• [EXERCISE PASSAGE]:
%%

Greenwood told The Hill on Tuesday that he expects House Democrats to vote on bills that would allow Medicare to negotiate drug prices, while the administration continues to take action even without Congress.

He says his challenge to both Congress and the administration is to focus on what will actually help patients. The drug industry argues that the real problem is not the sticker prices they set, but the share of the price that patients actually pay, which is determined by insurance companies.

Drug pricing advocates and insurers say this argument is simply an excuse drug companies use to distract from their high prices.

Greenwood said his message to House Democrats will be: “Is this really helping patients or is this just politics as usual?”

“There was a campaign, many of the Democrats ran against drug companies. That’s good politics I suppose,” he acknowledged. But he urged Democrats to focus on what patients pay, not on drug prices as a whole.

“My challenge for members of Congress of both parties is, what are you doing to significantly change the out of pocket costs of patients?” Greenwood said.

%%

• [ACTIVITY A]: Retype the drug pricing excerpt from "He says his" to "by insurance companies.".
• [ACTIVITY B]:
Answer these questions from the drug pricing excerpt:
(i) What bills does Greenwood expect House Democrats to vote on?
(ii) According to the drug industry, who determines the share of the price that patients actually pay?
(iii) Rather than drug prices as a whole, what does Greenwood urge Democrats to focus on?
• [ACTIVITY C]: Please write the next part of the drug pricing excerpt.
The entries have nothing to do with the drug pricing excerpt.

• [PROVIDED MATERIAL]:
%%

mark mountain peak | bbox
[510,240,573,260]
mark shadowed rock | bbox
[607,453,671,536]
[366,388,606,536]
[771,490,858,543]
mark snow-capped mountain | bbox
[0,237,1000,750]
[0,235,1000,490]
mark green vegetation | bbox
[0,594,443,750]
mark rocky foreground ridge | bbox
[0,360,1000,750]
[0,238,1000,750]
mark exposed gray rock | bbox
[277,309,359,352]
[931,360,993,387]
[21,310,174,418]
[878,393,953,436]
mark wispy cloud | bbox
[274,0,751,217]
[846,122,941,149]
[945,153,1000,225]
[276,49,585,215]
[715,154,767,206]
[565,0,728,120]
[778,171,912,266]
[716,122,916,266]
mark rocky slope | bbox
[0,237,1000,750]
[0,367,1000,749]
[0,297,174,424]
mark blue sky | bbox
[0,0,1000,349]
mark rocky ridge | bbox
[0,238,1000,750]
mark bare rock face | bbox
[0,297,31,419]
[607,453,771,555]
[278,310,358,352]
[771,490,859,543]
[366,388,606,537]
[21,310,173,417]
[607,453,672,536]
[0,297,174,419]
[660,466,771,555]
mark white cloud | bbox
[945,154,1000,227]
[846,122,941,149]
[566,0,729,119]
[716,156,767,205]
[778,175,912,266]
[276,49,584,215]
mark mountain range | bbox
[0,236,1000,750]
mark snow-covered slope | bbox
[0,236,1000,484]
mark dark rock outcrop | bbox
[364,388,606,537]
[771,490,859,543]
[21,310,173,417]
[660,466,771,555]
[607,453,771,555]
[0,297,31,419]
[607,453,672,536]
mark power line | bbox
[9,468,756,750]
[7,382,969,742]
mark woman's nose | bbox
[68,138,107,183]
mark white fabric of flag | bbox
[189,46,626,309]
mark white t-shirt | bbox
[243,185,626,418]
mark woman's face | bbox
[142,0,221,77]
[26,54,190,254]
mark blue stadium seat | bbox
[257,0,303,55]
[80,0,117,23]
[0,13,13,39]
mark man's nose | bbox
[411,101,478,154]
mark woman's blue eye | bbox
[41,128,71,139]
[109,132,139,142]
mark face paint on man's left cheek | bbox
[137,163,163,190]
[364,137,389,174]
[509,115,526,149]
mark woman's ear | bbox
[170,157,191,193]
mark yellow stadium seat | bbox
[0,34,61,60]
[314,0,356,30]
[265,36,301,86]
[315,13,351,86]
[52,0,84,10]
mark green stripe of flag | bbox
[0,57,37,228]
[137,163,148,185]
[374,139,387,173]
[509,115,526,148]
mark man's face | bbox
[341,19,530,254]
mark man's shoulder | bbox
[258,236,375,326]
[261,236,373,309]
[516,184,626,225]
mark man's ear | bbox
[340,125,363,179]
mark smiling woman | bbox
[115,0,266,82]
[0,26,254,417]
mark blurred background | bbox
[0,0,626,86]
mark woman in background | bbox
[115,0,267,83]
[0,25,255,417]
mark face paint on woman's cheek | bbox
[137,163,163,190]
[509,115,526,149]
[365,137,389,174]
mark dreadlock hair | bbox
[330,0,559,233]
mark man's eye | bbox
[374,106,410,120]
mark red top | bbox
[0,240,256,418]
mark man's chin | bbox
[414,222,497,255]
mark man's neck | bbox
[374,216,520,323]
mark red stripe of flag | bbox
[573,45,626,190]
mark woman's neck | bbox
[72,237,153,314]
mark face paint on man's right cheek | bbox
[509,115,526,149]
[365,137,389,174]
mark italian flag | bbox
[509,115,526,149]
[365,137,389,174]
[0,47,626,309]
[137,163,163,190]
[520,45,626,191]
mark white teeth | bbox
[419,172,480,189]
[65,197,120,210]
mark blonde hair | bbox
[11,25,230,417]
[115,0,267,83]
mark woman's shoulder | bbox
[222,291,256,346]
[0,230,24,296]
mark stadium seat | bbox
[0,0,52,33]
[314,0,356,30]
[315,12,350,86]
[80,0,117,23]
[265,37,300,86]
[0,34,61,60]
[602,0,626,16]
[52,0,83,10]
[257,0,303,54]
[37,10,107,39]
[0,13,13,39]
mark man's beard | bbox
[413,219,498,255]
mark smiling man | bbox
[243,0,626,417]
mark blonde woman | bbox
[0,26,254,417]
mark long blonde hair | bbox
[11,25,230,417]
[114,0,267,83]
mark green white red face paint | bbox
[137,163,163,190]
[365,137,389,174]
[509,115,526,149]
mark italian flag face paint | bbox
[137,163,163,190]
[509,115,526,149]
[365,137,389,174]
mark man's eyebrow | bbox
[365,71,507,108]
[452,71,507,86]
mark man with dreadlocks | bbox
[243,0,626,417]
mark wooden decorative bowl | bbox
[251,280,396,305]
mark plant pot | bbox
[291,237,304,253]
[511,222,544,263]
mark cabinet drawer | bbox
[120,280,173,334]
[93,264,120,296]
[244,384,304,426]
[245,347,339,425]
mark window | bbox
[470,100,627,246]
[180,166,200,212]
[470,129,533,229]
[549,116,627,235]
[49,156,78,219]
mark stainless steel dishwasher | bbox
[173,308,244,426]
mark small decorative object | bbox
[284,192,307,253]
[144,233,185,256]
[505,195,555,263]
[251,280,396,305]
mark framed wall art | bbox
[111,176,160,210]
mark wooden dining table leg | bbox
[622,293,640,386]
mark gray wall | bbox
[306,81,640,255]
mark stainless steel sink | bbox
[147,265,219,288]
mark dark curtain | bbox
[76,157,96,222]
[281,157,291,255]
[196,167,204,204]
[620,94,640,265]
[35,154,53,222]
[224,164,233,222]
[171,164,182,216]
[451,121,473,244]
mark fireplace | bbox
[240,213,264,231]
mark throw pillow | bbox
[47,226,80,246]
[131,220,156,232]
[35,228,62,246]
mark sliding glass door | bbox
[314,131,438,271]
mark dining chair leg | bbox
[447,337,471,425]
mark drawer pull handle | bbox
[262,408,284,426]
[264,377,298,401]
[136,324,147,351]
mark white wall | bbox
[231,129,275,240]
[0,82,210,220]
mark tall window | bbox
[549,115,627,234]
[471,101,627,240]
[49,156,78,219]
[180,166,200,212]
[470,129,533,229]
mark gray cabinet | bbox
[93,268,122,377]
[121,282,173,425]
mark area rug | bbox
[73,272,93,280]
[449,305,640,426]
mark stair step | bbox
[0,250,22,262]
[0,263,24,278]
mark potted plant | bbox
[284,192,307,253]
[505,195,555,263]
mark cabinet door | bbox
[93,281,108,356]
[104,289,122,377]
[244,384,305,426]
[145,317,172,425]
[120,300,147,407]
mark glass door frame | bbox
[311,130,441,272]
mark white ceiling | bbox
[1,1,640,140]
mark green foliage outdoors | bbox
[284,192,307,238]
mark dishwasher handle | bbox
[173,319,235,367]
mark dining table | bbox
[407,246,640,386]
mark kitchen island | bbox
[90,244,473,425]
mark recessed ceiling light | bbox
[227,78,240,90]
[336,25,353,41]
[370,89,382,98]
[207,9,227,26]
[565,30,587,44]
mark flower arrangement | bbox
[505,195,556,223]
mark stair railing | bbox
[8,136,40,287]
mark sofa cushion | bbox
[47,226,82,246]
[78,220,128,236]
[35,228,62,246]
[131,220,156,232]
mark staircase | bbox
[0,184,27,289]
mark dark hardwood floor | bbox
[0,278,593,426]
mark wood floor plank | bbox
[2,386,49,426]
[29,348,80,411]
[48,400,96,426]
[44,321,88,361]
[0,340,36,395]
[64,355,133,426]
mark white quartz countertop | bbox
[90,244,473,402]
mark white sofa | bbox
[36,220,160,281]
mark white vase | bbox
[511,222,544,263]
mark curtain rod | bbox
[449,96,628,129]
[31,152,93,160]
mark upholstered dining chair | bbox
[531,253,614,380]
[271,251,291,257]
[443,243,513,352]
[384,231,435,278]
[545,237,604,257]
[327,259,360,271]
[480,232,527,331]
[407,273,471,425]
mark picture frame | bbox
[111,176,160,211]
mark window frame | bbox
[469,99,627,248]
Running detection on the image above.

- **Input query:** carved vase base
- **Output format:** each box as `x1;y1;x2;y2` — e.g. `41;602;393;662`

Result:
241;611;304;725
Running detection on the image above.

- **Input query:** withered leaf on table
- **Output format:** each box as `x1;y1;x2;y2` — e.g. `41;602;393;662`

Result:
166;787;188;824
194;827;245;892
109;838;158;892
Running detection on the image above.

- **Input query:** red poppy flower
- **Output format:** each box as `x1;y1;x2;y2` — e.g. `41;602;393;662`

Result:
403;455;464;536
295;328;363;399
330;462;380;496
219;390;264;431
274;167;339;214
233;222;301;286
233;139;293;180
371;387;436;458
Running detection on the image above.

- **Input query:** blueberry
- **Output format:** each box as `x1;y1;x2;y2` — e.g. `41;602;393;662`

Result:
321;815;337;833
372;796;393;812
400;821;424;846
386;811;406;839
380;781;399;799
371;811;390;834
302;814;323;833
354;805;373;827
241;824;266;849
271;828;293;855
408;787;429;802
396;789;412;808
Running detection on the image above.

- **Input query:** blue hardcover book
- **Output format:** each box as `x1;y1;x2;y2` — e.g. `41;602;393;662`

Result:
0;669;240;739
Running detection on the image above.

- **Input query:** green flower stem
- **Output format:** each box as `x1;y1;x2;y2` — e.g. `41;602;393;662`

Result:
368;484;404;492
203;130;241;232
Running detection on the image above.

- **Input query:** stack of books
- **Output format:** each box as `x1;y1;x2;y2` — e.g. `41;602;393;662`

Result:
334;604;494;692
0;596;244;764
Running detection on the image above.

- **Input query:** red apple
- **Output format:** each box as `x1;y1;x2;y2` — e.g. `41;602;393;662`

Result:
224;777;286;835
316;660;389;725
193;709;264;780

%%

• [RESPONSE BOX A]:
He says his challenge to both Congress and the administration is to focus on what will actually help patients. The drug industry argues that the real problem is not the sticker prices they set, but the share of the price that patients actually pay, which is determined by insurance companies.

• [RESPONSE BOX B]:
(i) Bills that would allow Medicare to negotiate drug prices.
(ii) Insurance companies.
(iii) What patients pay.

• [RESPONSE BOX C]:
Greenwood said industry needs to offer solutions and work with Department of Health and Human Services Secretary Alex Azar, rather than just try to fight the negative policies.

“I think it’s fair to say that [Azar] is waiting for us to come to the table,” Greenwood said. “And we very much want to. We recognize, I’ll speak for BIO not PhRMA, but we recognize that we need to have solutions.”

Pressed on the sticker prices of drugs, Greenwood acknowledged that those prices do matter in terms of the premiums that insurers charge. But he argued hospitals and doctors are a bigger problem in driving up costs, and largely escape the scrutiny that the drug industry faces.

“Does it affect premiums? Yes,” Greenwood said. “It’s a small portion of premiums. It’s not the driver of health insurance premiums. Hospitals and doctors are much larger.”

Greenwood said he will lobby against Medicare price negotiation in the House, and he is confident the Republican-controlled Senate will be a “bulwark” against some of the most harmful Democratic policies.  

But the pressure from Azar, who was an executive at Eli Lilly and previously a member of BIO’s board of directors, is unexpected, he said.

“We don’t have the typical backstop of a Republican administration here,” Greenwood said. “Alex understands the industry very, very well. I think he’s under a lot of pressure to come up with some things that he can demonstrate to the president that he’s working on it.”